Work to complete:
1. Name every artist that the text on selling out in pop music says has a make-up or clothing brand.
2. Write the next part of the text on selling out in pop music, picking up right after its final sentence.

Supplied text:
————————

So, is she really ‘selling out’? Or is she simply entering the mainstream in disguise to dismantle it?

How Do You Sell Out When Everyone’s Selling Something

In pop music, being accused of selling out was once high-level criticism. It was originally levelled at those who attached their art to capitalism by licensing music to ads or endorsing products, but as time has gone on it refers to a general positioning of yourself in the mainstream. For example: The Black Eyed Peas’ pivot from hip-hop to EDM or Taylor Swift moving from country music to pop have both been referred to as ‘selling out’.

It’s hard to truly define a sell-out these days. Selling out is so ubiquitous in pop music that it’s almost an expired concept. In the streaming era, sponsorship and product fuels music, not the other way around. Rihanna, Ariana Grande, Beyoncé, Halsey, Lady Gaga, Selena Gomez, and plenty more also have make-up or clothing brands. While Britney Spears once was critiqued for holding a Pepsi, we now celebrate artists getting their bag elsewhere.

Selling out is so ubiquitous in pop music that it’s almost an expired concept.

————————

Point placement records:
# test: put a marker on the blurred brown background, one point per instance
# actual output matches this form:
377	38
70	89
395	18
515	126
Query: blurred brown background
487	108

————————

Response list:
1. Rihanna, Ariana Grande, Beyoncé, Halsey, Lady Gaga, Selena Gomez

2.
Selling out in music these days addresses a broader conversation about authenticity. It’s more important than ever to be a lead writer on a pop hit. Artists like Swift, Billie Eilish, and Olivia Rodrigo have topped the charts with songs that feature just two writers, including themselves. There are still plenty of pop artists receiving what’s referred to as a ‘pitch’ song but their names are often added to the writing credits in a bid for authenticity. Just last year, songwriter Justin Tranter (who has worked for the likes of Selena Gomez and Lady Gaga) among others called for artists to stop demanding credit for songs they didn’t write.

Charli commented on this very idea of authenticity to Rolling Stone saying, “I think artists feel they need to really prove that they wrote their own songs, that they direct their own music videos, that they are the brain behind everything…as I got older, I began to care less and less about that because I know I can write a great pop song and I know I can communicate my vision.”

On top of being credited as one of pop’s visionaries, Charli has penned chart hits for BTS, Camila Cabello, and Selena Gomez. She has writing credits on every single song on Crash and wrote some with a small batch of writers. By promoting the songs she didn’t write, she seems to be attaching herself to the image of an early 00s popstar, where delivery and choreography were the focus.

This idea of selling out and authenticity is one that’s been explored by PC Music and the late SOPHIE. Label head A.G. Cook is a close collaborator of Charli’s, and SOPHIE worked with her on her creative breakthrough ‘Vroom Vroom’, which pivoted her away from the mainstream. SOPHIE’s comments on commercialism in music led to both confusion and criticism, but she expressed a similar idea as Charli on the blurriness of authenticity.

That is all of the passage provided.